EXERCISE MATERIALS —
———
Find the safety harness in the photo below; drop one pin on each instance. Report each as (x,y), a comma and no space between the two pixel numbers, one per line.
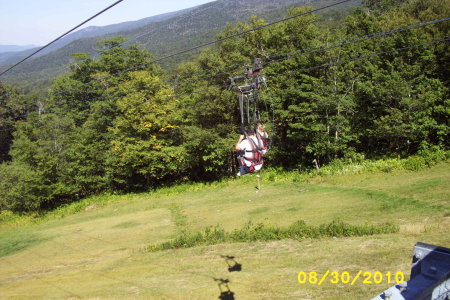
(256,157)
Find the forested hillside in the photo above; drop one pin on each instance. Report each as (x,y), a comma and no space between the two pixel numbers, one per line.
(161,35)
(374,85)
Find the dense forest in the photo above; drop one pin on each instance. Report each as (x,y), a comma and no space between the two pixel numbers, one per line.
(374,85)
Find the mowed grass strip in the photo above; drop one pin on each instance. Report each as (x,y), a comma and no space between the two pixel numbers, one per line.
(97,254)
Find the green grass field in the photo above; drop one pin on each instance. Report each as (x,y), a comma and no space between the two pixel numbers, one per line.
(102,252)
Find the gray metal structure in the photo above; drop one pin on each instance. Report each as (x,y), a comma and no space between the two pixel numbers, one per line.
(430,276)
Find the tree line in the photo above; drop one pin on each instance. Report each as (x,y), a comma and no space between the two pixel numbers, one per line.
(120,123)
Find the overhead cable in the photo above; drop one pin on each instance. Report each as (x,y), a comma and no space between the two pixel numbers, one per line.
(61,36)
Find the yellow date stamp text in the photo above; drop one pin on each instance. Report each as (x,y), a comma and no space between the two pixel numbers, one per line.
(335,277)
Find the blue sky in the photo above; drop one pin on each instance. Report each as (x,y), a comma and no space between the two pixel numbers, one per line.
(24,22)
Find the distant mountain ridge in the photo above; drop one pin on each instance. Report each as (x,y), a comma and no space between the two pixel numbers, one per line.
(161,35)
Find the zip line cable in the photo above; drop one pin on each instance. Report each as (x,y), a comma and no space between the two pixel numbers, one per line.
(309,68)
(245,31)
(337,44)
(358,39)
(61,36)
(363,57)
(219,40)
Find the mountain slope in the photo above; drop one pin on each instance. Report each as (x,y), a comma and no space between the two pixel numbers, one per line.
(15,48)
(171,33)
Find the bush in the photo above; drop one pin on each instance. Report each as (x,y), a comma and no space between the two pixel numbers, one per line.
(20,188)
(261,232)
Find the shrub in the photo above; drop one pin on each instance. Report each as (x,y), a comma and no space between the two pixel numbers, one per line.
(261,232)
(20,188)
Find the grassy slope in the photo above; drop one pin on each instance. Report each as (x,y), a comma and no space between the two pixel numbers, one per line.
(98,253)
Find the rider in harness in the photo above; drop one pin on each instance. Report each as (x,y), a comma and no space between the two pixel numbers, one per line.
(251,152)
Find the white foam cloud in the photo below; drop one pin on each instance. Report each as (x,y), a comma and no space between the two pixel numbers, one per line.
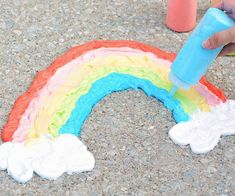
(204,130)
(47,157)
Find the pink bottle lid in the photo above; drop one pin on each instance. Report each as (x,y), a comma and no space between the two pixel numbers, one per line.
(181,15)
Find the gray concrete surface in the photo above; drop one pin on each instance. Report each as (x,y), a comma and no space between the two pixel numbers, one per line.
(126,132)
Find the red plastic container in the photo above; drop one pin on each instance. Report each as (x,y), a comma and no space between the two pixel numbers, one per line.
(181,15)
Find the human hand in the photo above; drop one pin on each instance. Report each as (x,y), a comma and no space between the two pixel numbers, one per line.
(226,37)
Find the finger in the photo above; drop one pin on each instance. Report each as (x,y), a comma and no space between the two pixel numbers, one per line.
(227,50)
(220,39)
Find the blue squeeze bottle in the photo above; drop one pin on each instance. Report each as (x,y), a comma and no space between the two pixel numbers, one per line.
(193,60)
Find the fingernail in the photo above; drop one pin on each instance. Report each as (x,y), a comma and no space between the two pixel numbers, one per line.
(206,44)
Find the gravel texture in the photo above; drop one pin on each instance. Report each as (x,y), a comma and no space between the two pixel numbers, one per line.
(126,132)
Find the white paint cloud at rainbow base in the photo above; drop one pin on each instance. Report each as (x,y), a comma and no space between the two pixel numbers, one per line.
(50,158)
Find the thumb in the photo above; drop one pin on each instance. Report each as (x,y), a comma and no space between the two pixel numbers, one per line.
(220,39)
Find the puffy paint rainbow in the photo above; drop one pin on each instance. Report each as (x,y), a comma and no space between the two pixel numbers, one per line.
(62,96)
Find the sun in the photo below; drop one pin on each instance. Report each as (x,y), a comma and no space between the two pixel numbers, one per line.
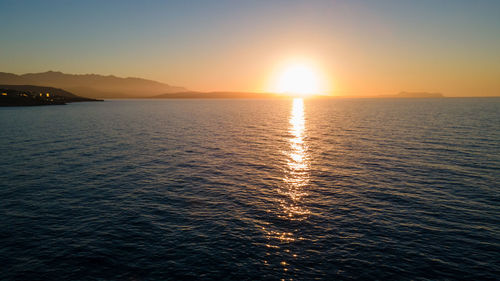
———
AIM OF THE EXERCISE — Can you rescale the data from the line containing "Find the fingernail" through the end, repeating every line including the requests? Multiply each pixel coordinate in the answers by 2.25, round to whole numbers with halves going up, and leave out the pictures.

TASK OUTPUT —
Find the fingernail in the photo above; drop one pin on each instance. Report each as (x,y), a comma and no space between the two pixel numbers, one per line.
(464,99)
Find the gravel texture in the photo above; drop one pin on each instance. Report each as (x,y), a comma and no space between the two pixel numbers, one per line.
(284,297)
Find the white paint cloud at rainbow base in the photo above; drop one pin on each instance. Report each as (x,y), a comma and no space between the two pixel numbers, one per line.
(113,356)
Find the thumb in the photo above; drop one pin on each instance. Report each as (x,y), a comma and no space between the two pixel numbers, one per line.
(495,88)
Find the puffy paint rainbow in the photo above; drop one pin on each instance. Report each as (x,y), a comma and no space between the two pixel numbers, one per line.
(140,216)
Find the sun in the photo below; drop one pin on each instance. Report each as (x,y), a comma and no space between the two pixel numbers, one per line.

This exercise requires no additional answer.